> Directive
Copy everything below from the line containing "of the ornate" down to the end of the items, swapping "ornate" for "carved" and keeping all else the same.

> Provided material
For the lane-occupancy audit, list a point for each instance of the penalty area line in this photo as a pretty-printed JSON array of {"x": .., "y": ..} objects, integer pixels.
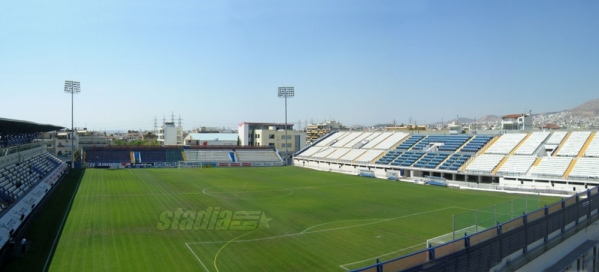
[{"x": 197, "y": 258}]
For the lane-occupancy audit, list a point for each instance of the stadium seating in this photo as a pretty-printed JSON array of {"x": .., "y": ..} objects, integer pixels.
[
  {"x": 574, "y": 144},
  {"x": 532, "y": 143},
  {"x": 506, "y": 143},
  {"x": 352, "y": 154},
  {"x": 476, "y": 143},
  {"x": 16, "y": 179},
  {"x": 337, "y": 153},
  {"x": 484, "y": 163},
  {"x": 390, "y": 141},
  {"x": 449, "y": 142},
  {"x": 556, "y": 137},
  {"x": 107, "y": 155},
  {"x": 593, "y": 148},
  {"x": 431, "y": 160},
  {"x": 349, "y": 137},
  {"x": 358, "y": 141},
  {"x": 455, "y": 161},
  {"x": 331, "y": 139},
  {"x": 249, "y": 155},
  {"x": 587, "y": 168},
  {"x": 160, "y": 155},
  {"x": 208, "y": 155},
  {"x": 369, "y": 156},
  {"x": 551, "y": 166},
  {"x": 407, "y": 144},
  {"x": 407, "y": 158},
  {"x": 516, "y": 165},
  {"x": 375, "y": 139}
]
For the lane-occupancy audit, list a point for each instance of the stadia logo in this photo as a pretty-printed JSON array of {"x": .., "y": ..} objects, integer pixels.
[{"x": 212, "y": 218}]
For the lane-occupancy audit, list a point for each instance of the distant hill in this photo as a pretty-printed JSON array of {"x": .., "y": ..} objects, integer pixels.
[{"x": 589, "y": 107}]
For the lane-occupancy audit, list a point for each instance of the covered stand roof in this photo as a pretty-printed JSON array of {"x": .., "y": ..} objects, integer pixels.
[{"x": 11, "y": 126}]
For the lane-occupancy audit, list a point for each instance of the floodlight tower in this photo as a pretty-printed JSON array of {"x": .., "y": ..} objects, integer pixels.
[
  {"x": 286, "y": 92},
  {"x": 72, "y": 87}
]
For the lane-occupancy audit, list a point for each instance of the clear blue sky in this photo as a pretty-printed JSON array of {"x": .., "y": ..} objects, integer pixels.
[{"x": 219, "y": 63}]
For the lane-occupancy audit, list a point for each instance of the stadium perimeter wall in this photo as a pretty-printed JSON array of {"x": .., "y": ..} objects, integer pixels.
[{"x": 512, "y": 245}]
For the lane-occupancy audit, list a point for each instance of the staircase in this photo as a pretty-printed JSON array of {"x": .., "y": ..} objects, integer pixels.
[
  {"x": 561, "y": 144},
  {"x": 586, "y": 145},
  {"x": 570, "y": 167},
  {"x": 519, "y": 144},
  {"x": 489, "y": 144},
  {"x": 501, "y": 163}
]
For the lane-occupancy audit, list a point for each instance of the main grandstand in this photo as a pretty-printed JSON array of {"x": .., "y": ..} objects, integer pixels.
[
  {"x": 555, "y": 162},
  {"x": 563, "y": 162},
  {"x": 28, "y": 173}
]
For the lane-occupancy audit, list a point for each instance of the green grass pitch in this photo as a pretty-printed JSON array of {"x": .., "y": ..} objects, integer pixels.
[{"x": 251, "y": 219}]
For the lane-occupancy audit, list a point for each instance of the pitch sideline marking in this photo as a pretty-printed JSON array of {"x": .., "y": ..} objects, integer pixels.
[
  {"x": 323, "y": 230},
  {"x": 373, "y": 258},
  {"x": 221, "y": 248},
  {"x": 197, "y": 258}
]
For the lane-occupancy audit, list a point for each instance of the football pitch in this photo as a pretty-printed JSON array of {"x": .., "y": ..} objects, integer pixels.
[{"x": 252, "y": 219}]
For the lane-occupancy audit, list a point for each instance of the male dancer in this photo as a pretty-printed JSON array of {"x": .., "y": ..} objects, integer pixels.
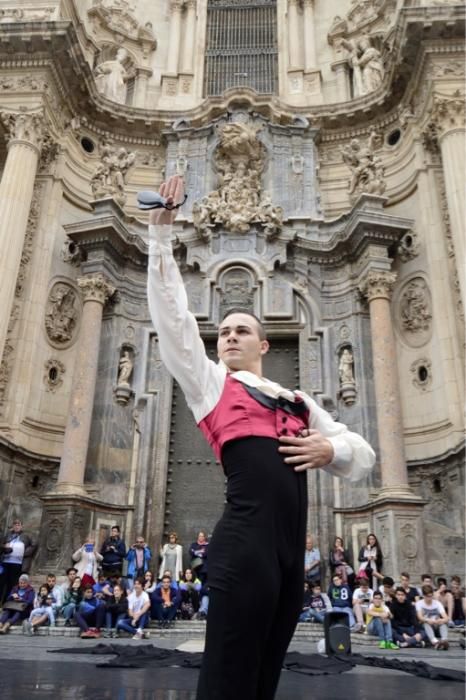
[{"x": 266, "y": 438}]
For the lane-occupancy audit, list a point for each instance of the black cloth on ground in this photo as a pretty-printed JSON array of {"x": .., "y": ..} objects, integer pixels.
[{"x": 148, "y": 655}]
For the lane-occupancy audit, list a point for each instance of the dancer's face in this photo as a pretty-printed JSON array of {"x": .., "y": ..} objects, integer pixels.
[{"x": 239, "y": 345}]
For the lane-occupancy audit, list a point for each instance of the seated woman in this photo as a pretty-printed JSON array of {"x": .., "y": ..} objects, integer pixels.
[
  {"x": 378, "y": 622},
  {"x": 190, "y": 589},
  {"x": 116, "y": 609},
  {"x": 137, "y": 617},
  {"x": 18, "y": 605},
  {"x": 339, "y": 561},
  {"x": 42, "y": 613},
  {"x": 71, "y": 600}
]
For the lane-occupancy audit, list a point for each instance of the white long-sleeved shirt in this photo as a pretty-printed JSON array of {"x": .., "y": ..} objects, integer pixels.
[{"x": 202, "y": 380}]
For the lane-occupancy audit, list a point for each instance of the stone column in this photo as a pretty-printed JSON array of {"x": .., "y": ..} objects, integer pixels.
[
  {"x": 310, "y": 57},
  {"x": 189, "y": 34},
  {"x": 449, "y": 118},
  {"x": 25, "y": 134},
  {"x": 175, "y": 37},
  {"x": 294, "y": 34},
  {"x": 377, "y": 287},
  {"x": 96, "y": 290}
]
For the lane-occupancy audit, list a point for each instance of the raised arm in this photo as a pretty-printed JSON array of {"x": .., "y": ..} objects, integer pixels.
[{"x": 181, "y": 347}]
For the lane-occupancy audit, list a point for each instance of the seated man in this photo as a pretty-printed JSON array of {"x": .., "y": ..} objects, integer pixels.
[
  {"x": 316, "y": 605},
  {"x": 378, "y": 622},
  {"x": 166, "y": 600},
  {"x": 458, "y": 612},
  {"x": 362, "y": 597},
  {"x": 340, "y": 598},
  {"x": 445, "y": 597},
  {"x": 412, "y": 594},
  {"x": 432, "y": 615},
  {"x": 138, "y": 612},
  {"x": 18, "y": 604},
  {"x": 90, "y": 614},
  {"x": 406, "y": 629}
]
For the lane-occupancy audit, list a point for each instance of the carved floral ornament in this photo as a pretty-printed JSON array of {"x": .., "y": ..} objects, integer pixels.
[
  {"x": 96, "y": 288},
  {"x": 378, "y": 284},
  {"x": 239, "y": 202}
]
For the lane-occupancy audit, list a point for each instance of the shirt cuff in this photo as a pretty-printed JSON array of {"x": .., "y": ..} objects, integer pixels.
[{"x": 160, "y": 239}]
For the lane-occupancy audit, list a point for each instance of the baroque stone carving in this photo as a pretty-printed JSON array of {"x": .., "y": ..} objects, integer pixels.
[
  {"x": 378, "y": 284},
  {"x": 238, "y": 203},
  {"x": 96, "y": 288},
  {"x": 61, "y": 315},
  {"x": 367, "y": 170},
  {"x": 346, "y": 376},
  {"x": 366, "y": 62},
  {"x": 421, "y": 370},
  {"x": 448, "y": 112},
  {"x": 415, "y": 306},
  {"x": 408, "y": 246},
  {"x": 109, "y": 177},
  {"x": 24, "y": 126},
  {"x": 111, "y": 77},
  {"x": 53, "y": 375}
]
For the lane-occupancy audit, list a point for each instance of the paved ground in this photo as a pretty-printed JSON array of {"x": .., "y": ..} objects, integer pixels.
[{"x": 27, "y": 671}]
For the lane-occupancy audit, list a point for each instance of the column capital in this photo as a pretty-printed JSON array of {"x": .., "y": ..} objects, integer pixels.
[
  {"x": 96, "y": 288},
  {"x": 24, "y": 127},
  {"x": 378, "y": 284},
  {"x": 448, "y": 112}
]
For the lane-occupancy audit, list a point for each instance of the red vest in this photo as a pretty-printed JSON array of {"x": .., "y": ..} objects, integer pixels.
[{"x": 238, "y": 414}]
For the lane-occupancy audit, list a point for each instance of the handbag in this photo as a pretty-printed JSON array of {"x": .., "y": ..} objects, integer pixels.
[{"x": 15, "y": 605}]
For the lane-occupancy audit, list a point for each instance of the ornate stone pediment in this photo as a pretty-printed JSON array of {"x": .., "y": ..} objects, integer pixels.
[
  {"x": 238, "y": 203},
  {"x": 117, "y": 17}
]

> Solution for this problem
For the lane-occupancy audit, list a point for each instance of the carved stone pediment in this photo as a pretty-printed JSON array of {"x": .., "y": ..} objects, integer pixels.
[
  {"x": 238, "y": 203},
  {"x": 117, "y": 17}
]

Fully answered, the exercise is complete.